● **Work to complete**
In the forum thread about Labidochromis caeruleus, turn the paragraph that begins "Got these last weekend" into a short bulleted list that keeps its main facts.

───── Page excerpt

# Labidochromis caeruleus yeah right



## Woodworm

Got these last weekend. They were billed as Labidochromis caeruleus I know that isn't right, but I do want to know if anyone has a clue if they are something other then a hybrid. I will keep them in my show tank and away from my labs and if they produce fry those will go into my Malagasy tank.


----------



## Woodworm

OK got to figure out the pic thing so I will get them up as soon as I get the right link posted LOL


----------



## Woodworm




----------



## Woodworm

found it :lol:


----------



## Fogelhund

It is as you said...just not very well bred.


----------



## decepticonpaul

they look awesome though


----------



## Woodworm

they are beautiful and I think they will be great in the show tank just don't want to pas on fry if they aren't pure


----------



## Fogelhund

I think they are pure, but I wouldn't want to use them for breeding stock.


----------



## brinkles

What's going on with the blue on their face though? That's interesting.

──────────
───── Data lines

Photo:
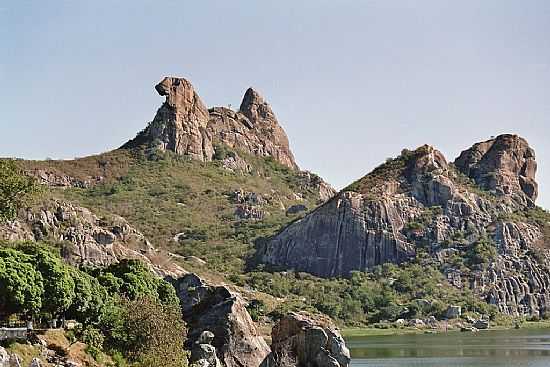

──────────

● **Task solution**
- Bought last weekend and sold as Labidochromis caeruleus, a label the poster knows is wrong.
- Asks whether anyone can tell if they are something other than a hybrid.
- They will stay in the show tank, away from the poster's labs.
- Any fry they produce will go into the Malagasy tank.